## Your goal
A word-for-word copy of the whole listing is required.

-- Opening Marker --

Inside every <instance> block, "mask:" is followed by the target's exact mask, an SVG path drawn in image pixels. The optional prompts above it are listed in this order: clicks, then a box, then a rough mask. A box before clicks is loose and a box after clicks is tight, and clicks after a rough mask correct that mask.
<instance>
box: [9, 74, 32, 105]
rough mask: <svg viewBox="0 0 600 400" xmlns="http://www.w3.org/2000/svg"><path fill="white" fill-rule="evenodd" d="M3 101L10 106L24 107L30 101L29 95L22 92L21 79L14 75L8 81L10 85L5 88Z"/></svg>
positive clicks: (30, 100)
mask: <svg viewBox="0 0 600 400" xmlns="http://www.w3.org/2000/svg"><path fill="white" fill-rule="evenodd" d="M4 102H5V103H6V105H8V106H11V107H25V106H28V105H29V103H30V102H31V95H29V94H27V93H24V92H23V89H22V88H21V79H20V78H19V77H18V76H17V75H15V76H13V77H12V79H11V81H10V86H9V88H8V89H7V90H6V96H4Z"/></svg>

-- Closing Marker --

## Task answer
Inside every <instance> block, "mask:" is followed by the target's exact mask, an SVG path drawn in image pixels. The optional prompts above it are listed in this order: clicks, then a box, then a rough mask. A box before clicks is loose and a box after clicks is tight, and clicks after a rough mask correct that mask.
<instance>
box: [9, 74, 32, 105]
rough mask: <svg viewBox="0 0 600 400" xmlns="http://www.w3.org/2000/svg"><path fill="white" fill-rule="evenodd" d="M3 101L10 106L24 107L30 101L29 95L22 92L21 79L14 75L8 81L10 85L5 88Z"/></svg>
positive clicks: (30, 100)
mask: <svg viewBox="0 0 600 400" xmlns="http://www.w3.org/2000/svg"><path fill="white" fill-rule="evenodd" d="M4 102H5V103H6V105H8V106H11V107H25V106H28V105H29V103H30V102H31V95H29V94H27V93H24V92H23V89H22V88H21V79H20V78H19V77H18V76H17V75H15V76H13V77H12V79H11V81H10V86H9V88H8V89H7V90H6V96H4Z"/></svg>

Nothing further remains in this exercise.